TEXTE EXTRAIT:
↓↓↓
L'ascension du col de Parpaillon lors du rallye annuel. Deux cents instantanés sur les participants qui disent beaucoup sur l'épreuve mais aussi, et surtout, sur notre société...
« Ce n'est pas dit que tous ceux qui ont des voitures sont des crétins, mais tous les crétins ont des voitures[…] le vélo, c'est la culture et la bagnole c'est la barbarie. »
Si quelques voitures font leur apparition dans les films de Luc Moullet (elles sont même au centre des Naufragés de la D17), on enfourche bien plus souvent son vélo. On se rappelle ainsi de la séquence mémorable d'Anatomie d'un rapport où notre acteur-réalisateur explique que chevaucher sa bicyclette permet de dépenser son énergie sexuelle aussi efficacement qu'en étant au lit. Il fallait bien qu'un jourMoullet se décidât à faire un film sur les deux-roues...
Le col du Parpaillon - dont Moullet suit l'ascension à l'occasion d'un rallye annuel - est réputé comme étant avec ses 2 637 m le plus dur des Alpes. C'est une route sauvage, non goudronnée, ce qui permet au cinéaste de filmer un paysage d'avant l'ère de l'automobile (qui en prend pour son grade durant tout le film). Le film est construit sur une série d'instantanés : lutte des cyclosportifs et des cyclotouristes, député suivi par une équipe de télévision, tricheurs en tous genres, compétiteurs acharnés ou paisibles promeneurs. En passant d'un personnage à un autre, Luc Moullet montre qu'existent dans cette course aussi bien la solidarité que les coups bas, l'instrumentalisation que la passion du sport, le plaisir que le défi... bref, que cette course reflète ce qu'est notre société.
↑↑↑
CONSIGNE:
Recopiez sans rien changer, dans le texte sur le col du Parpaillon, tout ce qui va de « Si quelques voitures » jusqu'à « sur les deux-roues... ».

DONNÉES FOURNIES:
↓↓↓
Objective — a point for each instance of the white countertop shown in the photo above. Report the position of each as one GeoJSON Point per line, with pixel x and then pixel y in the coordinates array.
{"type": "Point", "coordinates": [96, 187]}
↑↑↑
CORRIGÉ:
Si quelques voitures font leur apparition dans les films de Luc Moullet (elles sont même au centre des Naufragés de la D17), on enfourche bien plus souvent son vélo. On se rappelle ainsi de la séquence mémorable d'Anatomie d'un rapport où notre acteur-réalisateur explique que chevaucher sa bicyclette permet de dépenser son énergie sexuelle aussi efficacement qu'en étant au lit. Il fallait bien qu'un jourMoullet se décidât à faire un film sur les deux-roues...